__Exercise objective__. Starting at the beginning of the material and ending with the line that contains "[[[23,93],[23,86],[18,76],[0,72],[0,98]]]", rewrite those lines, requests included, with every coordinate in the answers multiplied by 1.15 and rounded to a whole number, halves rounded up.

__Region labeling records__.
>> BEGIN

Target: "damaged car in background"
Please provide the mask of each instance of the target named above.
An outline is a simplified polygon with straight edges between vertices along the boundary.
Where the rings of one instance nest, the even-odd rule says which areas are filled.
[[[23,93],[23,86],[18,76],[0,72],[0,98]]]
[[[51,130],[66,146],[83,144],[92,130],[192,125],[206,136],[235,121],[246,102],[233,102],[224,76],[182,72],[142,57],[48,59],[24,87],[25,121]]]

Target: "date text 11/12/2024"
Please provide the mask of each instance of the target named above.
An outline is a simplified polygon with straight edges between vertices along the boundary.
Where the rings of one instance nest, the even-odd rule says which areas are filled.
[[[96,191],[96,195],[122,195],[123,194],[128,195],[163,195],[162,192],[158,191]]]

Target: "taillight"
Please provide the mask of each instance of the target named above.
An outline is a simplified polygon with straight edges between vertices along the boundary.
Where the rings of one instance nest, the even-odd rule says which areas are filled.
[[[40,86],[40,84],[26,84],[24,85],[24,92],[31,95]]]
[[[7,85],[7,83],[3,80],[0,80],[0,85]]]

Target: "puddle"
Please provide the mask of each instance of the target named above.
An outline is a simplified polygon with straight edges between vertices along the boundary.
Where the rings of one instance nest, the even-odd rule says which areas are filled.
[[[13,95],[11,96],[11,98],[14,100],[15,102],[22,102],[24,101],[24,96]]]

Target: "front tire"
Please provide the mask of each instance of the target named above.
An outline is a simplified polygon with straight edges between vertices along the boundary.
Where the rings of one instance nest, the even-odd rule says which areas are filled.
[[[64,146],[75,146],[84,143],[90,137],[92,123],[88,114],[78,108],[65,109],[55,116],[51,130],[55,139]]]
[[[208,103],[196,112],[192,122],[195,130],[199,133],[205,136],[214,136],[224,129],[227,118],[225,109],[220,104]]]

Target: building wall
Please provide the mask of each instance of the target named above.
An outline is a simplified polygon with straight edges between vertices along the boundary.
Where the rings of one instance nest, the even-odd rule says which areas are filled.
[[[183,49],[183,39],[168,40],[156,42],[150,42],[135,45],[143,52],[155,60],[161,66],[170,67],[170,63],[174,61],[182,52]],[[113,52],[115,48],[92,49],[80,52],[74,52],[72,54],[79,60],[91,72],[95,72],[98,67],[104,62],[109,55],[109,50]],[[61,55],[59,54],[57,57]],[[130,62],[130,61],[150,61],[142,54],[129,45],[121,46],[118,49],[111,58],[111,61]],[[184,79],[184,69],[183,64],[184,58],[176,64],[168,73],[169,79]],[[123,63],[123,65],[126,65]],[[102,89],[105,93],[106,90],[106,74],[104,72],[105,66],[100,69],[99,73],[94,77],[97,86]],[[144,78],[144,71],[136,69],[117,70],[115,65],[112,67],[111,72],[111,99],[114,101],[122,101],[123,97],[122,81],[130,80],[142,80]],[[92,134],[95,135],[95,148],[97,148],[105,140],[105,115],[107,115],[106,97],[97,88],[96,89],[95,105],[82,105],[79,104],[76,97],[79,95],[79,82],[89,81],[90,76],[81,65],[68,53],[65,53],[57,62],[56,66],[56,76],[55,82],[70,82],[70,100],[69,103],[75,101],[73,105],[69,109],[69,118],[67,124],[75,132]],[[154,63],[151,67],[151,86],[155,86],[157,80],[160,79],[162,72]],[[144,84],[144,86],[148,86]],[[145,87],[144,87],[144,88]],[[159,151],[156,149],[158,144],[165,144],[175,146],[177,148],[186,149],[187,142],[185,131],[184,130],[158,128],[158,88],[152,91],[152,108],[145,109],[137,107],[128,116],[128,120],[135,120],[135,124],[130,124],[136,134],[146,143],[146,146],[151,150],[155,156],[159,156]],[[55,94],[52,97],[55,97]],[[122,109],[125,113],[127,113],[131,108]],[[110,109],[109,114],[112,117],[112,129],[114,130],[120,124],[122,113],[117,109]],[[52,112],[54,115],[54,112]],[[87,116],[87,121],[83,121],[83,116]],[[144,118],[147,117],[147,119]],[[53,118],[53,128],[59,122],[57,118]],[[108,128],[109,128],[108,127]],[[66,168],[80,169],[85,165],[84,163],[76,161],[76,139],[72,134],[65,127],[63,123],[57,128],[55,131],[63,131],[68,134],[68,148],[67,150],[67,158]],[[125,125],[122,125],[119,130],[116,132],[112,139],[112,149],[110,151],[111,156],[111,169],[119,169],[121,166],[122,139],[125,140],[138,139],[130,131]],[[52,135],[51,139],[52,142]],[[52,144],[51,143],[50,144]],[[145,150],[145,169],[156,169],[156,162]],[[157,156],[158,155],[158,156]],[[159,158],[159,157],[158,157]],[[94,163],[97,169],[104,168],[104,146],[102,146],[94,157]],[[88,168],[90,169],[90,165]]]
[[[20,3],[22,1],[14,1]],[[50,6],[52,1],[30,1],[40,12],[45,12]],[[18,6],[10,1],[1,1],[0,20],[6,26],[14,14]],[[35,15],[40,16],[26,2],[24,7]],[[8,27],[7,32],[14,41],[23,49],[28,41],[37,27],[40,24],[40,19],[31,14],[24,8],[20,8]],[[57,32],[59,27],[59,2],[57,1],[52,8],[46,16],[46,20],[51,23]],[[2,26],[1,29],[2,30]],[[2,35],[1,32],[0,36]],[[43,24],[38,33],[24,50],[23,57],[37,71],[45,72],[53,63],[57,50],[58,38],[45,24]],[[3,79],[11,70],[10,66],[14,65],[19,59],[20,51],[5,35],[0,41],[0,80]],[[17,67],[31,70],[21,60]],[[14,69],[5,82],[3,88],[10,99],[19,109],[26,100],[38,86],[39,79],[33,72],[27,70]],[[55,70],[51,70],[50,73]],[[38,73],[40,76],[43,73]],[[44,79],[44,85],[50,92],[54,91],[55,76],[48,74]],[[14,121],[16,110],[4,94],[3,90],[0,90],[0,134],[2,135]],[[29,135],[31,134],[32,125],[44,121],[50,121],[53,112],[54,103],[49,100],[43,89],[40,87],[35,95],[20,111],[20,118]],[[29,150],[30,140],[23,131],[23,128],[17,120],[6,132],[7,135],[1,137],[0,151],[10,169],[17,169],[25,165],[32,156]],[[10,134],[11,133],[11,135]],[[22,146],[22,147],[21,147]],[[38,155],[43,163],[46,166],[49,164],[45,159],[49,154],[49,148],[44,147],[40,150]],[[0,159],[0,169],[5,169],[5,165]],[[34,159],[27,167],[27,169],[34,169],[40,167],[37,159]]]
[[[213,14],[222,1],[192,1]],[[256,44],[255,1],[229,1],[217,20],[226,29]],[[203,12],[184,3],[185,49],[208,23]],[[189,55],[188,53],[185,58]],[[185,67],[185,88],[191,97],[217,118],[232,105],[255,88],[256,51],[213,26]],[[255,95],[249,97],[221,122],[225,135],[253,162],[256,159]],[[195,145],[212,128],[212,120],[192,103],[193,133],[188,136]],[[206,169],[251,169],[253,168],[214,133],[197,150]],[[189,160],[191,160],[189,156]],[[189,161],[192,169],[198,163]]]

>> END

__Answer to this task__.
Target: "damaged car in background"
Please provide the mask of each instance of the target named above.
An outline is a simplified polygon with straight edges between vertices along the boundary.
Where the rings of one instance nest, the even-odd rule says which areas are filled.
[[[26,107],[26,99],[21,87],[0,83],[0,113]]]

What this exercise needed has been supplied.